[TASK DESCRIPTION]
With images removed, return the whole listing exactly as written.
• • •
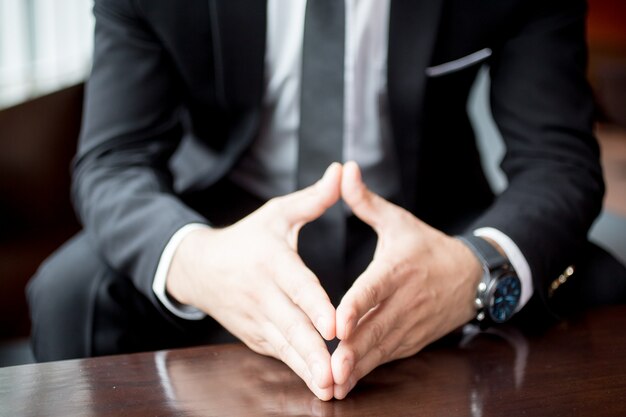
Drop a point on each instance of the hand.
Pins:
(419, 286)
(250, 279)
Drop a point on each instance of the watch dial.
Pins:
(505, 298)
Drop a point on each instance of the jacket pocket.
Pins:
(459, 64)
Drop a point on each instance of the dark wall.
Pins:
(37, 143)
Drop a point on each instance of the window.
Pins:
(45, 45)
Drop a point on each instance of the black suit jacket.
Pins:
(186, 78)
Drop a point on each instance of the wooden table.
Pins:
(575, 368)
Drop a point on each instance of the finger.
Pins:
(308, 204)
(304, 289)
(285, 352)
(383, 351)
(371, 335)
(366, 205)
(368, 291)
(300, 335)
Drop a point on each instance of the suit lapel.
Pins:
(413, 26)
(238, 29)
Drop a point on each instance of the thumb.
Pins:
(308, 204)
(365, 204)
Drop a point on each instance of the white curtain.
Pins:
(44, 45)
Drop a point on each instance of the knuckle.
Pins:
(377, 332)
(283, 351)
(381, 352)
(370, 294)
(291, 331)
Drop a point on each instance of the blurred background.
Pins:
(45, 56)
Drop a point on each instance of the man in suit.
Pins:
(184, 181)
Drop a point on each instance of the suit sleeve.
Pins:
(122, 187)
(543, 107)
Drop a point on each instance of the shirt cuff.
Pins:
(517, 259)
(158, 285)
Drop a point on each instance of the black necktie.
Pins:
(322, 242)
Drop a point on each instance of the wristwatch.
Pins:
(499, 290)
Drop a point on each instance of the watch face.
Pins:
(505, 298)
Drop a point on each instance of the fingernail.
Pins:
(348, 329)
(321, 325)
(316, 371)
(348, 364)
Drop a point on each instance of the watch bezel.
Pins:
(498, 277)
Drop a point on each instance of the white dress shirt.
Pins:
(268, 169)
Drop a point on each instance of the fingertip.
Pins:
(344, 322)
(325, 325)
(341, 364)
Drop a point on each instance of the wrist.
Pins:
(181, 277)
(499, 291)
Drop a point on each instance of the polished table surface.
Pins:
(577, 367)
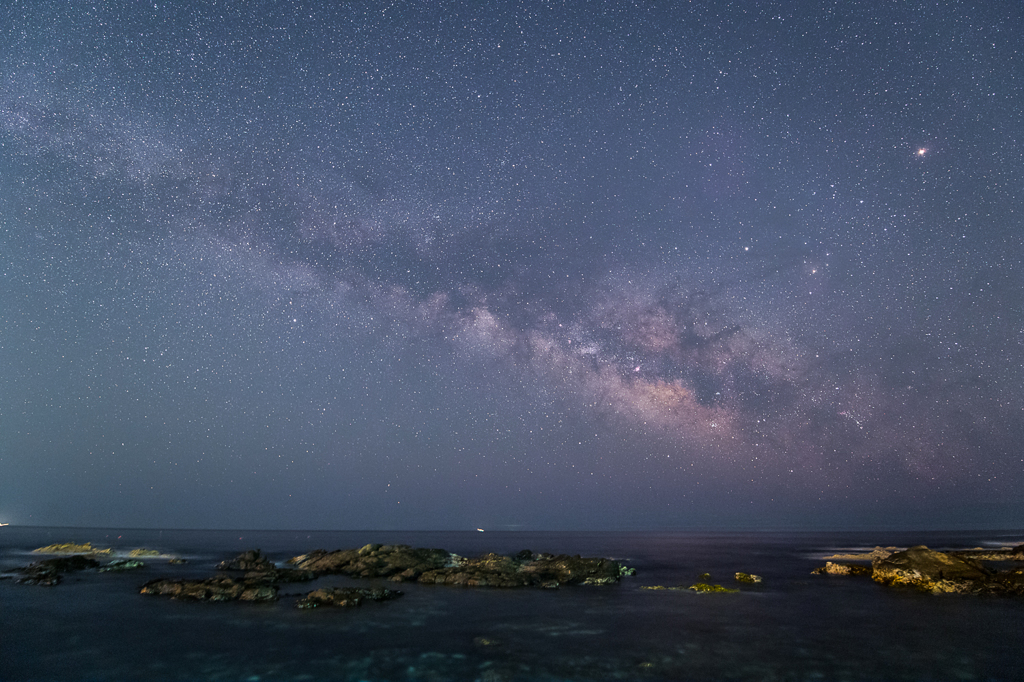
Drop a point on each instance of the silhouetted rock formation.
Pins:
(48, 571)
(404, 563)
(213, 589)
(958, 571)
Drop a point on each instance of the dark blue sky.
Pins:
(512, 264)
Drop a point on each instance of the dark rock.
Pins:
(251, 560)
(403, 563)
(345, 597)
(213, 589)
(48, 571)
(122, 564)
(833, 568)
(931, 570)
(709, 588)
(281, 576)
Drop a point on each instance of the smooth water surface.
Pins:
(793, 627)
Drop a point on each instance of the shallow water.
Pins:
(795, 627)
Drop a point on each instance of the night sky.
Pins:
(512, 265)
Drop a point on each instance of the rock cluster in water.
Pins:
(435, 566)
(706, 586)
(49, 571)
(396, 562)
(956, 571)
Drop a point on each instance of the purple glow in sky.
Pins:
(515, 265)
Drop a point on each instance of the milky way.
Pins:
(529, 265)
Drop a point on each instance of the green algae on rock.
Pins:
(436, 566)
(72, 548)
(212, 589)
(749, 578)
(709, 588)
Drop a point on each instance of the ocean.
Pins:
(794, 626)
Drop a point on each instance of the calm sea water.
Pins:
(796, 627)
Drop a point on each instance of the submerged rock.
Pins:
(72, 548)
(931, 570)
(345, 597)
(707, 588)
(122, 564)
(141, 551)
(281, 576)
(437, 566)
(212, 589)
(833, 568)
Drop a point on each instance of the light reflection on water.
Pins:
(794, 627)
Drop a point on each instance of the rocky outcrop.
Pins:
(213, 589)
(951, 572)
(72, 548)
(281, 576)
(931, 570)
(436, 566)
(48, 571)
(345, 597)
(121, 564)
(833, 568)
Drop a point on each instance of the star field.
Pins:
(522, 265)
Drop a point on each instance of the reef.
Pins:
(435, 566)
(72, 548)
(938, 572)
(345, 597)
(213, 589)
(706, 586)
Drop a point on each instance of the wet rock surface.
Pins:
(436, 566)
(931, 570)
(836, 568)
(335, 596)
(212, 589)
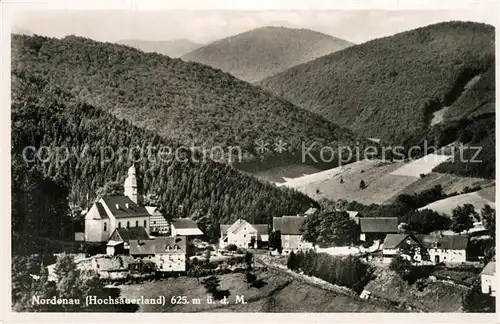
• • •
[RESULT OF THIS EXERCISE]
Drop a point on each instance of the hand.
Pins:
(419, 286)
(250, 279)
Drop a point on each instance of the watch dial.
Pins:
(505, 298)
Drop a point on each instance of the jacket pocket.
Pins:
(459, 64)
Drop a point on each instance of the dark wall.
Pins:
(37, 143)
Drop a point on each instance of the window.
Pins:
(45, 45)
Drop a point on each instance of the black suit jacket.
Pins:
(186, 78)
Drop a point on each instance of the wooden table.
Pins:
(575, 368)
Drop a point on each instance of the finger.
Pins:
(308, 204)
(304, 289)
(285, 352)
(383, 351)
(371, 335)
(366, 205)
(368, 291)
(300, 335)
Drop a point on each instance of the suit lapel.
Pins:
(413, 26)
(238, 29)
Drop a point on each instance of the thumb.
Pins:
(308, 204)
(365, 204)
Drop a point on each instance of the white curtain.
Pins:
(44, 45)
Drop a point on each instance of the knuckle.
Pins:
(377, 332)
(283, 351)
(381, 352)
(370, 294)
(291, 331)
Drop a point on each instance of the blurred background.
Pins:
(45, 56)
Drop a point on each instance of the man in suit.
Pins:
(184, 181)
Drop a point on each instance of the suit sleeve.
Pins:
(122, 187)
(543, 107)
Drop a point on each instance of the shirt cuff.
Pins:
(517, 259)
(158, 285)
Drop a point on each instance of the black necktie.
Pins:
(322, 242)
Drop a point on each instance of the wristwatch.
Pins:
(499, 290)
Drop a point on each instance of the watch face.
Pins:
(505, 298)
Drop a point on each instance of the fingernail.
Pins:
(348, 329)
(321, 325)
(316, 371)
(348, 364)
Drop a point on each instance of the watch bezel.
Pins:
(498, 277)
Drop a point on each instance of the white dress shirt.
Pins:
(268, 169)
Drop a point on each instance of the fingertip.
Pins:
(344, 322)
(325, 325)
(341, 364)
Drop a point on each instance of the wrist.
Pins:
(181, 277)
(499, 291)
Drop a point on each instance of the polished table surface.
Pins:
(577, 367)
Drop a point on each instance of the silhouetted rock formation.
Pins:
(48, 571)
(404, 563)
(213, 589)
(958, 571)
Drop a point on each instance of the dark blue sky.
Pins:
(512, 264)
Drop a point on each instance of the dark rock.
Pins:
(251, 560)
(403, 563)
(345, 597)
(213, 589)
(48, 571)
(122, 564)
(833, 568)
(931, 570)
(709, 588)
(281, 576)
Drop a point on each instance of the smooth water surface.
Pins:
(793, 627)
Drop a point on each instance of the shallow water.
Pins:
(795, 627)
Drop a point on each instance of the night sky.
Pins:
(512, 265)
Drop a point on each instance of the rock cluster in water.
Pins:
(435, 566)
(706, 586)
(49, 571)
(396, 562)
(956, 571)
Drop a point on each instance of the purple glow in sky.
Pins:
(515, 265)
Drop a point on each instance of the milky way.
Pins:
(529, 265)
Drop a point on each instance of the green algae on rock.
Pins:
(436, 566)
(72, 548)
(212, 589)
(749, 578)
(709, 588)
Drop a point on each instance of the ocean.
Pins:
(794, 626)
Drop a point on each instance of the calm sea water.
Pins:
(796, 627)
Drop a point on each instance of the submerged rock.
Pins:
(72, 548)
(931, 570)
(345, 597)
(707, 588)
(122, 564)
(141, 551)
(281, 576)
(437, 566)
(212, 589)
(833, 568)
Drop a point on each instance of the light reflection on water.
Pins:
(794, 627)
Drop a point on each instance of the rocky outcrop.
Pins:
(213, 589)
(951, 572)
(72, 548)
(281, 576)
(931, 570)
(436, 566)
(48, 571)
(345, 597)
(121, 564)
(833, 568)
Drop a point on each instance of the star field.
Pins:
(522, 265)
Drop a point on each instance of the reef.
Pins:
(435, 566)
(72, 548)
(938, 572)
(345, 597)
(213, 589)
(706, 586)
Drop a point on each instance of the wet rock surface.
Pins:
(436, 566)
(931, 570)
(836, 568)
(335, 596)
(212, 589)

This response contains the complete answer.